— WRITTEN REQUEST —
Quote the lines from the line holding "the brick building" to the very end of the listing, exactly, and no others.

— begin GIVEN INFORMATION —

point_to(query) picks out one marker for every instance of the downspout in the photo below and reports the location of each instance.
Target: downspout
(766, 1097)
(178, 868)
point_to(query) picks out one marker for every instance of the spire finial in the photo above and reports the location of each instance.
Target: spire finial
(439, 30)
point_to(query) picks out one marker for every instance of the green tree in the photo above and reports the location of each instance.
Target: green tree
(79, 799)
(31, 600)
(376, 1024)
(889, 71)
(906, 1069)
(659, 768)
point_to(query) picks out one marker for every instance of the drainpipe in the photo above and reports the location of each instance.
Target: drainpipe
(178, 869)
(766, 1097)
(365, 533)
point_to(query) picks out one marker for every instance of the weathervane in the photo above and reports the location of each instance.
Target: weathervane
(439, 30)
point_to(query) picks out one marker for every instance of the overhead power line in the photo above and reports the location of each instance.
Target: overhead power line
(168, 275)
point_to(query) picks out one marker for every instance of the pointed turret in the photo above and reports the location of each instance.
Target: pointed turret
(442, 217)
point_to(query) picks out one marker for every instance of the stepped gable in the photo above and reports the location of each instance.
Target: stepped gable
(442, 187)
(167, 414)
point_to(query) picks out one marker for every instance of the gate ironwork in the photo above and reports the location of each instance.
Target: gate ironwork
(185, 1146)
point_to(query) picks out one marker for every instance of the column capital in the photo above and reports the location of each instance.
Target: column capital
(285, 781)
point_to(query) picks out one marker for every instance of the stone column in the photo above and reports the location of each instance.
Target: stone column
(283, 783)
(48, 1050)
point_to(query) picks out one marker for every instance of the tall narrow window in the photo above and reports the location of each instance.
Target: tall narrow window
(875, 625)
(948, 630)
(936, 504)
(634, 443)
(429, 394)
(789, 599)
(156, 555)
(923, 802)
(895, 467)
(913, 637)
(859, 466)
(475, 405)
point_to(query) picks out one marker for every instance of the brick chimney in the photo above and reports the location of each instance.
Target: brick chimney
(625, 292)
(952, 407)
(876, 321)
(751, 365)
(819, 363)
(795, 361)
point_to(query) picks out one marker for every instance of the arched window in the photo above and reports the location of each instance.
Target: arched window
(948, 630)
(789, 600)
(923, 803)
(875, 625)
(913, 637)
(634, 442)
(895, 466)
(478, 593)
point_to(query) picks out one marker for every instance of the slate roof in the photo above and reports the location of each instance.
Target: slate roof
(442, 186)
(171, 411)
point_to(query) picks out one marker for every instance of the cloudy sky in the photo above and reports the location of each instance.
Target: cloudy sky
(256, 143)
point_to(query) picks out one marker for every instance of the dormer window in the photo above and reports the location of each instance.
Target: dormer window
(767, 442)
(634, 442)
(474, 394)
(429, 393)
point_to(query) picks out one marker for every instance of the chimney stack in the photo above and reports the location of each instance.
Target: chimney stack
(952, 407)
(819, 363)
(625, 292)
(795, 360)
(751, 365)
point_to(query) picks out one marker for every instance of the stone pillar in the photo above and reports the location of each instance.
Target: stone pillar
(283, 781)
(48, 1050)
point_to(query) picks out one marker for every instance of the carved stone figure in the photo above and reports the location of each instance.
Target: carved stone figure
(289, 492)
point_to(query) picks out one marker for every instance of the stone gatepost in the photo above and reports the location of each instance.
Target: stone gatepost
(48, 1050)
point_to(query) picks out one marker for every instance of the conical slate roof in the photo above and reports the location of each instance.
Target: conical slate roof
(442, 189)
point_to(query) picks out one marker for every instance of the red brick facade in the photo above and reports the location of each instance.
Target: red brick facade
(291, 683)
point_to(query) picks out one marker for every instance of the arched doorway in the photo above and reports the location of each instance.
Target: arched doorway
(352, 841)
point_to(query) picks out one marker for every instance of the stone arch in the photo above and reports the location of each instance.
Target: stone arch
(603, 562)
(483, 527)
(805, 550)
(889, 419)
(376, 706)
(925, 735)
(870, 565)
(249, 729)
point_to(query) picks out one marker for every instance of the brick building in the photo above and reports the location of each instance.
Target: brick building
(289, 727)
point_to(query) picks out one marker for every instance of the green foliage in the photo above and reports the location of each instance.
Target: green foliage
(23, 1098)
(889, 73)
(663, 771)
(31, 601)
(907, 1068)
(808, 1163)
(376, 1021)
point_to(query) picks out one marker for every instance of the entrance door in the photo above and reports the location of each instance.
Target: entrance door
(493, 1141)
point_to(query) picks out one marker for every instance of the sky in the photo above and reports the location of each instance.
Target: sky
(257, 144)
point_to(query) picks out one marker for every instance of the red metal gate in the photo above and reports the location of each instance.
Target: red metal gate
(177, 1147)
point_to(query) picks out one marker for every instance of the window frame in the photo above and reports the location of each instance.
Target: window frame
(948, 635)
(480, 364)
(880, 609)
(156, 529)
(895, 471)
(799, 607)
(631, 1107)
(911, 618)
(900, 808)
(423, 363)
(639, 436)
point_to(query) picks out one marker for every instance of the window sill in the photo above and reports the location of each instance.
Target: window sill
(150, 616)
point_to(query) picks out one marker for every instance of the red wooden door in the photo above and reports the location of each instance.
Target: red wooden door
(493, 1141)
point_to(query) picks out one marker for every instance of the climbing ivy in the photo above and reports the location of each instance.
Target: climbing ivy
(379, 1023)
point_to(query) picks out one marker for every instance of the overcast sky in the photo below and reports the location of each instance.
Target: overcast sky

— end GIVEN INFORMATION —

— FULL ANSWER —
point_to(query) picks out one marker for every instance of the brick building in the photo above and reports the location of each instance.
Target: brick building
(289, 727)
point_to(query) picks out one marker for every instance of the green foliage in the photo above and reports the location of each instance.
Target: green foliage
(23, 1098)
(889, 73)
(663, 771)
(31, 601)
(907, 1068)
(808, 1163)
(376, 1021)
point_to(query) picks out one marker for every instance of the entrance door in the photo above and reports the location of each instance.
Target: entrance door
(493, 1141)
point_to(query) picks out one marker for every instance of the sky in the photo above and reports the location of each instance.
Target: sky
(257, 144)
point_to(query) picks out one marker for every instance of the red metal gate in the photo above and reports the location of each instance.
Target: red metal gate
(177, 1147)
point_to(query) picks out one marker for every instance of the window frame in the photo above and reports the location of each instance.
Target: window frame
(948, 635)
(480, 364)
(880, 609)
(156, 529)
(895, 471)
(799, 607)
(631, 1107)
(911, 618)
(900, 808)
(423, 363)
(639, 436)
point_to(query) picks out one marker for every instance of the window sill in the photo above and reports the location of each instance.
Target: window sill
(150, 616)
point_to(query) picks out one marker for every instance of the red wooden door in the photo above and reports the location of each instance.
Target: red wooden door
(493, 1141)
point_to(query) picks out one marker for every instance of the climbing ivy in the photo above and reports the location of each instance.
Target: climbing ivy
(379, 1023)
point_to(query) picks out one marker for every instance of the overcast sky in the photo below and reports the location of each instance.
Target: overcast sky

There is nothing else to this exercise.